Stored data entries

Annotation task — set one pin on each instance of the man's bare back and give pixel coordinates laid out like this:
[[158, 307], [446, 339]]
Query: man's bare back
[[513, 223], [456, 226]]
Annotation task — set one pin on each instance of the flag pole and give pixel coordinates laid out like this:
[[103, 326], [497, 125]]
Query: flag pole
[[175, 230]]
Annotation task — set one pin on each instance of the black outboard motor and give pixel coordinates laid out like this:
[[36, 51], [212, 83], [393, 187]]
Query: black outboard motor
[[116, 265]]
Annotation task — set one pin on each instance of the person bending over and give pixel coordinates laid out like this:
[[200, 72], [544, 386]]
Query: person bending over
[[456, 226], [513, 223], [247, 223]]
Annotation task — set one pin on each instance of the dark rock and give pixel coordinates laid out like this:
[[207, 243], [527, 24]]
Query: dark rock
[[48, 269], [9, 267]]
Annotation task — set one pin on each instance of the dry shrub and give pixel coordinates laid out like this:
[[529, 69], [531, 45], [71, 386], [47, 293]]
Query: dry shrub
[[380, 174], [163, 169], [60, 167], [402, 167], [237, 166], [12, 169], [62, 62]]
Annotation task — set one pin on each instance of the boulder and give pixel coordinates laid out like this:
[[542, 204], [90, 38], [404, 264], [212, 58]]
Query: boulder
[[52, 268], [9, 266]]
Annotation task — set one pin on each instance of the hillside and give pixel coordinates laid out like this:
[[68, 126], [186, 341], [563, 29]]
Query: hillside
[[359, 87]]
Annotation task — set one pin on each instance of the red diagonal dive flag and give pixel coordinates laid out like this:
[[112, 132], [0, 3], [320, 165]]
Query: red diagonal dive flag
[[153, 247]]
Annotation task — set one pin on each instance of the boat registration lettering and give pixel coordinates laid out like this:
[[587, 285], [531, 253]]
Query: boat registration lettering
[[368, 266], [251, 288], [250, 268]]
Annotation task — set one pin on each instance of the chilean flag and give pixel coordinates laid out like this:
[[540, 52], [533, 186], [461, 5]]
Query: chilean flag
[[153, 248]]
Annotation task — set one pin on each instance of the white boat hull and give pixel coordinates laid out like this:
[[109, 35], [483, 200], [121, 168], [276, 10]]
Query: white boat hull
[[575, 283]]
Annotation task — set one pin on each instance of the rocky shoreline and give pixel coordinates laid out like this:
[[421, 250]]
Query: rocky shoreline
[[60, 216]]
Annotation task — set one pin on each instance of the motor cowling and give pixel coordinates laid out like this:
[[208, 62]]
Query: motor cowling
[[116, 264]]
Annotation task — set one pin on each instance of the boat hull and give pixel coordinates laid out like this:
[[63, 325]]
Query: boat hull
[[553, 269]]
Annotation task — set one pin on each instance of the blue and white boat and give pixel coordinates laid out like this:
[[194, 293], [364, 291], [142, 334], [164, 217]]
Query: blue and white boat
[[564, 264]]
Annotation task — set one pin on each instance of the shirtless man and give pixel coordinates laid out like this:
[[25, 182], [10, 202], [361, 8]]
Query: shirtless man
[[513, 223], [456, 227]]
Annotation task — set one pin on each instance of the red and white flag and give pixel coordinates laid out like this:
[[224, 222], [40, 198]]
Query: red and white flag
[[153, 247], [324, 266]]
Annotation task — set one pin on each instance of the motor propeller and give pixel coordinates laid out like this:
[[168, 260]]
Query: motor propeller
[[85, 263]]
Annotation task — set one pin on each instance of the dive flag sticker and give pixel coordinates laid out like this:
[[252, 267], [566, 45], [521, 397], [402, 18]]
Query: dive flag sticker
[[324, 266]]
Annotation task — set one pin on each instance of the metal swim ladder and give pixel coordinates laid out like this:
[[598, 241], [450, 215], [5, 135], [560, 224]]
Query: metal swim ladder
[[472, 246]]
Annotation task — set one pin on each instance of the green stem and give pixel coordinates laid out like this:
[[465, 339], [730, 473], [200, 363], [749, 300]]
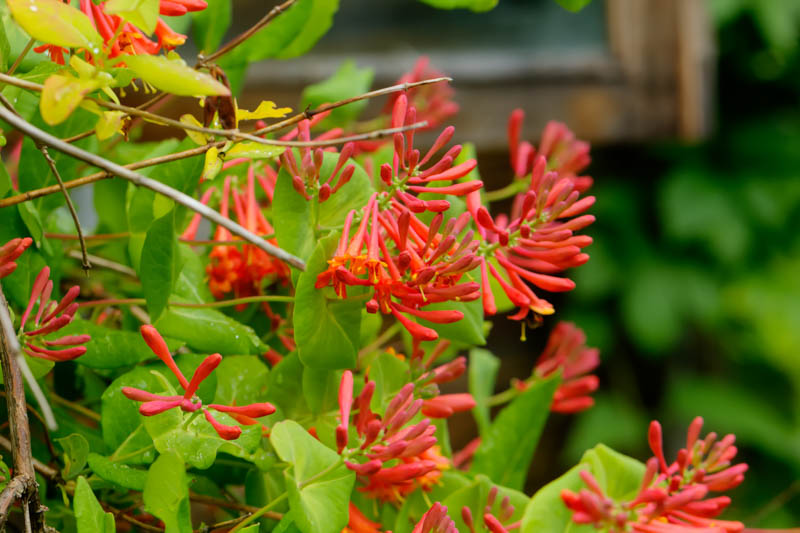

| AIM OF THE TASK |
Pictures stay out of this copy; write out the entries above exactly.

| SOLUTION TO THIS TASK |
Annotation task — set one pin on each instance of the man's bare back and give pixel coordinates laid out like this:
[[158, 307], [446, 339]]
Query: man's bare back
[[513, 223], [456, 226]]
Annotation task — set one pin on each instance of the flag pole and give pixel coordinates laid out like this:
[[103, 326], [497, 125]]
Query: flag pole
[[175, 230]]
Annotation task — set one pin on each instance of the black outboard motor and give pixel coordinates laid out like this:
[[36, 51], [212, 83], [393, 187]]
Query: black outboard motor
[[116, 265]]
Annotation task — set one pin on each instance of the person bending over and give pixel coordinates laid out like this:
[[200, 72], [544, 386]]
Query: person bending over
[[456, 226], [513, 223], [247, 223]]
Annotation task — set one pin on each instance of the dark rock and give pixel coordinates laid out like this:
[[207, 243], [527, 24]]
Query: dark rock
[[48, 269], [9, 267]]
Annotation task — set one pin on each instance of the dry shrub and give pixel coordinates laid out like this:
[[529, 69], [531, 45], [71, 386], [47, 293]]
Query: dry shrub
[[380, 174], [163, 169], [60, 167], [402, 167], [237, 166], [12, 169], [62, 62]]
Annotation task — set one pin on each instance of the boulder and give pixel coordinates laid out like this:
[[542, 204], [90, 38], [404, 264], [212, 58]]
Query: boulder
[[52, 268], [9, 266]]
Annotation task — set one pin on each instance of the hillside and give pixel coordinates laid out like this:
[[68, 126], [186, 341], [563, 29]]
Query: hillside
[[359, 87]]
Annotation task — set one pin on each instance of the red diagonal dive flag and give pixel coordinates laid out like this:
[[112, 132], [0, 3], [320, 165]]
Query: red diagonal dive flag
[[153, 247]]
Annotation task — set one pin on each instance of the boat registration lettering and give pixel coordinates laid out like this:
[[587, 285], [531, 253]]
Query: boat registration lettering
[[368, 266], [251, 288], [250, 268]]
Annotation task — set one pin on each instance of the chilean flag and give pixel coordinates laid out like this:
[[540, 52], [533, 186], [461, 5]]
Query: chilean flag
[[153, 248]]
Annotation task — set one pin on each instance of the white boat hull and give pixel coordinates laid out like this:
[[109, 35], [483, 200], [121, 168], [276, 10]]
Query: white boat hull
[[575, 283]]
Annotation task — set one pin on each instance of the rocky shoreline and give pixel coordinates laid out like this:
[[421, 250]]
Query: rocky shoreline
[[60, 216]]
Annotation task — set one pin on each instance of the motor cowling and give pixel coordinates laid out like this:
[[208, 62]]
Query: motor cowling
[[116, 264]]
Annotation task — set one pin on each instance of the boat hull and give pixel coordinates laid out like this:
[[63, 325]]
Query: boat hull
[[553, 269]]
Annotation task — set one pin on each instance of the blue and white boat and give pixel coordinates laid out like this:
[[194, 293], [364, 291], [142, 334], [164, 217]]
Query: blue and white boat
[[564, 264]]
Annotation task — set one pin on each instance of the shirtless man and give pixel coordinates laid out like this:
[[25, 182], [10, 202], [361, 8]]
Query: shirtless man
[[513, 223], [456, 227]]
Annotation task — set one pin on each instance of the red and white flag and give pixel coordinates laid out like this:
[[224, 222], [40, 198]]
Query: red and white flag
[[153, 247], [324, 266]]
Annotation task — set one pin on each instance of the motor propeller and give pixel coordinates laid out like this:
[[168, 260]]
Query: motor propeller
[[85, 263]]
Annotation task — set one pin on each instance of the dive flag sticker and give pixel coordinates laid out like this:
[[252, 267], [566, 45], [521, 397], [402, 18]]
Query: dive flag sticker
[[324, 266]]
Annotation task — set one pin on each instance of the metal swim ladder and give pixel coordinates laid out like this:
[[598, 241], [450, 215], [5, 135], [560, 224]]
Query: metal swim ladder
[[472, 246]]
Annotation task — set one pin on each instance of the green stem and give pixel coordinates laid out like this:
[[465, 339], [730, 473], [200, 363], [749, 300]]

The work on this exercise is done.